This might sound dumb but why are some of these specialties competitive whereas others aren't. I understand lifestyle might be a big factor but what else determines competitiveness? How do yall think these stats are going to look in 4-5 years?? Thank you. I love our surgical community.

I think that Colorectal and even MIS are becoming more and more competitive. The applicants for these positions commonly have great research and good scores. Better applicants are entering the fellowship pool for these each year. Traditionally, these have been very lifestyle conducive specialties with a long shelf life and people are catching on.

Surgical oncology and HPB have always been very very competitive. Everyone here has taken dedicated research time and has maintained fantastic ABSITES. I think biliopancreatic surgery are brilliant cases and it's easy to fall in love with being the go-to person at an institution for them.

I personally think Vascular is on the rise. The work-life balance is a deterrent for a lot of people. Open vascular surgery is great. endovascular can be divisive.

For Pediatric Surgery and Plastic Surgery, I think one understated aspect is that if you know you are a poor candidate, you are unlikely to even invest in the application process. The pool of applicants is deep and very very qualified. Pediatric surgery is super-selective because there are only so many childrens hospitals with only so many surgeons. The pay is very good, and the scope of practice very broad. Plastic surgery is competitive for so many reasons. It's almost unnecessary to speak on it. The match rate this year was in the 70% range, but again, the population self selects.
:::
** EXERCISES TO COMPLETE **
1. Answer these questions from the post on surgical specialty competitiveness:
(a) Which specialty does the writer personally think is on the rise?
(b) What range was the plastic surgery match rate in this year?
(c) What has everyone applying to surgical oncology and HPB taken?
2. Do these statements agree with the post on surgical specialty competitiveness? Answer yes or no for each, quoting the words of the post that decide it.
(a) The writer says endovascular surgery can be divisive.
(b) Colorectal surgery is described as becoming less competitive.
(c) Pediatric surgery is said to pay poorly.
3. Carry on the post on surgical specialty competitiveness, starting right after its final sentence.
The material after this has no connection to the post on surgical specialty competitiveness.
:::
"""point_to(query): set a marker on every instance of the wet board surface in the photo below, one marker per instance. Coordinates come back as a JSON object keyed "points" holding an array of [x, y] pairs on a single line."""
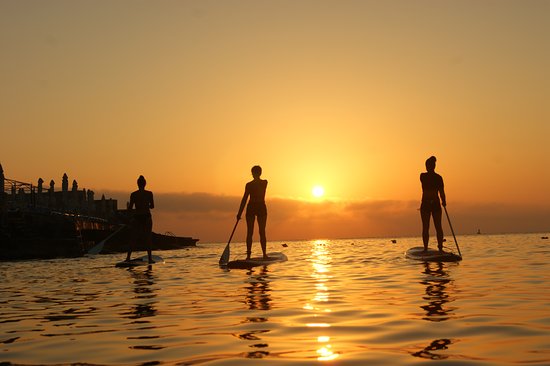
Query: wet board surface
{"points": [[431, 255], [258, 261], [140, 261]]}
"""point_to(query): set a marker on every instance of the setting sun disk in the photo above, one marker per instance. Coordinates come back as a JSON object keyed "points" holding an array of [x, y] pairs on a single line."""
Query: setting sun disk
{"points": [[318, 191]]}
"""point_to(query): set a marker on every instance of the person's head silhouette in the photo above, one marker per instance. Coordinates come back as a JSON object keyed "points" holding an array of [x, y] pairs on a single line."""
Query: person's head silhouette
{"points": [[141, 182]]}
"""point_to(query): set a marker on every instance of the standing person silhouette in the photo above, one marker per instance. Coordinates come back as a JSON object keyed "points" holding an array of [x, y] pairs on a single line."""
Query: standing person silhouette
{"points": [[432, 190], [255, 190], [141, 217]]}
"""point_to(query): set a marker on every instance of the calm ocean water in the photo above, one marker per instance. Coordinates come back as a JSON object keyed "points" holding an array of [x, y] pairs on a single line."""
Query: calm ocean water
{"points": [[342, 302]]}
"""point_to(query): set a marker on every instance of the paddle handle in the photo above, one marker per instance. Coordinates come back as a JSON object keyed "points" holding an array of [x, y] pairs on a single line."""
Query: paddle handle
{"points": [[452, 231]]}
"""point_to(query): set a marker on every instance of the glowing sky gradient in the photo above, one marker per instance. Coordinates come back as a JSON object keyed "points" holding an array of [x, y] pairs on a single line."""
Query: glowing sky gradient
{"points": [[349, 95]]}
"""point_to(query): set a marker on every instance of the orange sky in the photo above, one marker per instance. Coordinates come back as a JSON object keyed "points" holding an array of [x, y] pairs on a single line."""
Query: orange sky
{"points": [[350, 95]]}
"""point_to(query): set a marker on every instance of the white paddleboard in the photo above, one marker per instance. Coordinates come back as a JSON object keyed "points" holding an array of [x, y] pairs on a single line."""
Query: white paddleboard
{"points": [[275, 257], [140, 261], [431, 255]]}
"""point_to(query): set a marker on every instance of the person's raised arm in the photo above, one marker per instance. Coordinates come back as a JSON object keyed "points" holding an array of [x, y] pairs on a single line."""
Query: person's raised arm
{"points": [[151, 201], [442, 194]]}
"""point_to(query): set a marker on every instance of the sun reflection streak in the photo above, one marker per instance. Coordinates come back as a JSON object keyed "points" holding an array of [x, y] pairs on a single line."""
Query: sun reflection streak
{"points": [[320, 262]]}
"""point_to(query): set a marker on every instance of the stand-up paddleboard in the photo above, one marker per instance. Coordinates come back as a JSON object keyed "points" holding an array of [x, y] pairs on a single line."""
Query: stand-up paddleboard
{"points": [[431, 255], [143, 260], [257, 261]]}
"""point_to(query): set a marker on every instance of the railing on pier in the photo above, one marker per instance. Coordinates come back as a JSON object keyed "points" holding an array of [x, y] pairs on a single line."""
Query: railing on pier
{"points": [[19, 194]]}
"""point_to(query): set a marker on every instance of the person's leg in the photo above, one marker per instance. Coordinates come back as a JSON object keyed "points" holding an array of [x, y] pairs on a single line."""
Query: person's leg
{"points": [[425, 215], [249, 233], [438, 228], [262, 220]]}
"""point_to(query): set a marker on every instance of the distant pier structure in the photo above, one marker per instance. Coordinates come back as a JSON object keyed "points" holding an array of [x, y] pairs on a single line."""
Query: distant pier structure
{"points": [[16, 195]]}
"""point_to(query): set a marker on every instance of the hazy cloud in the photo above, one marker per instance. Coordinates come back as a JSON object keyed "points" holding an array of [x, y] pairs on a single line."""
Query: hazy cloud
{"points": [[211, 217]]}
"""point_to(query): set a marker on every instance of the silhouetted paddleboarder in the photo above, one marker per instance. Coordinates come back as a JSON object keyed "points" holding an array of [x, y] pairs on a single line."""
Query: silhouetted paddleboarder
{"points": [[432, 190], [142, 221], [255, 190]]}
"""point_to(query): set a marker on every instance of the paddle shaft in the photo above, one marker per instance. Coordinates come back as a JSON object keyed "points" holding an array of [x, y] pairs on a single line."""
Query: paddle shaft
{"points": [[99, 247], [225, 255], [233, 232], [452, 231]]}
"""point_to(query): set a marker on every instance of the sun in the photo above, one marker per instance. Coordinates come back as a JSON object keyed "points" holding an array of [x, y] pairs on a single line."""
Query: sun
{"points": [[318, 191]]}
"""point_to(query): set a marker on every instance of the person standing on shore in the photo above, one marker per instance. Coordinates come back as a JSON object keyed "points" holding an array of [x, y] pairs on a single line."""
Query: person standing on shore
{"points": [[142, 221], [432, 191], [255, 190]]}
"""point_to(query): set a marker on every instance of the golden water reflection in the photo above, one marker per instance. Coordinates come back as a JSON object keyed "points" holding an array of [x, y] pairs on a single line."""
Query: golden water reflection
{"points": [[321, 265]]}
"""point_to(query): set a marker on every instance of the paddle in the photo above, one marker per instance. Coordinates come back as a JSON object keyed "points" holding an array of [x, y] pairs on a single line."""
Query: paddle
{"points": [[452, 231], [226, 252], [99, 246]]}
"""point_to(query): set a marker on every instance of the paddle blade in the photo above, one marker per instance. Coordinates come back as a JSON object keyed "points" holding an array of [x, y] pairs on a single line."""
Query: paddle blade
{"points": [[225, 256]]}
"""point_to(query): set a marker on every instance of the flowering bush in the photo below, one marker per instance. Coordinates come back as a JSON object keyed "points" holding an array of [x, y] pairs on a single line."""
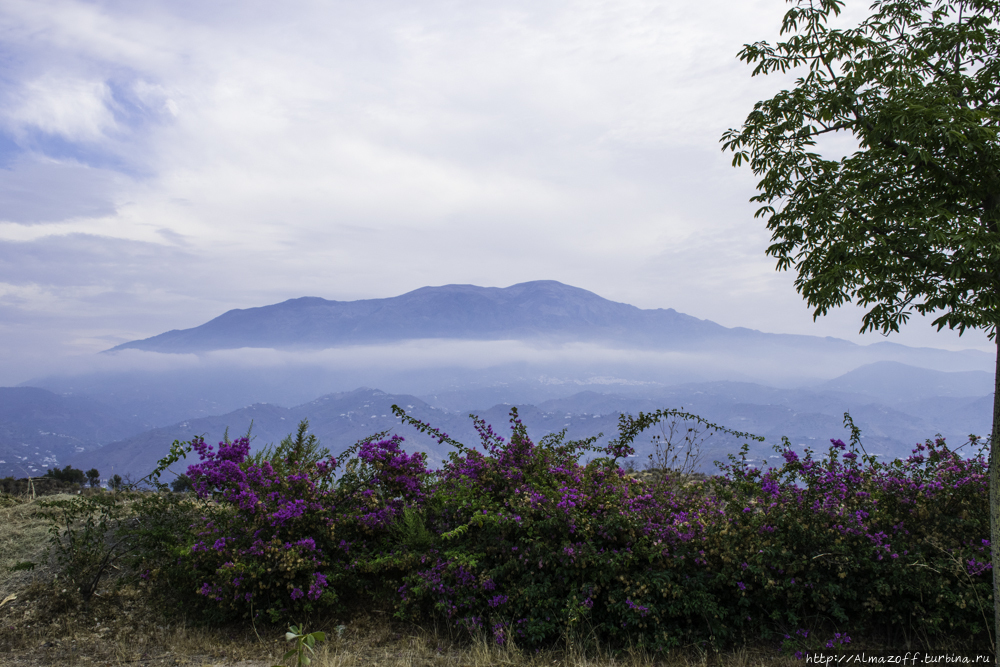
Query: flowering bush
{"points": [[527, 542]]}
:::
** RESPONSES PER TASK **
1.
(a) Vascular surgery.
(b) The 70% range.
(c) Dedicated research time.

2.
(a) Yes: "endovascular can be divisive."
(b) No: "I think that Colorectal and even MIS are becoming more and more competitive."
(c) No: "The pay is very good, and the scope of practice very broad."

3.
Also, for a lot of fellowships, Who you know or who your PD/Chief of Surgery knows can make a huge difference. A few phone calls go a long long way.

I think your strategy should be to present at regional conferences, continue to do research, and figure out who will vouch for your and make phone calls for you for your intended specialty. If your program allows elective rotations, that can be a "make-it" opportunity. The ABSITE scores can be discriminatory as well. I don't think being from a community program necessarily hurts your overall match rate if you have the above strategy in place. It may be harder for more academic, top tier fellowships.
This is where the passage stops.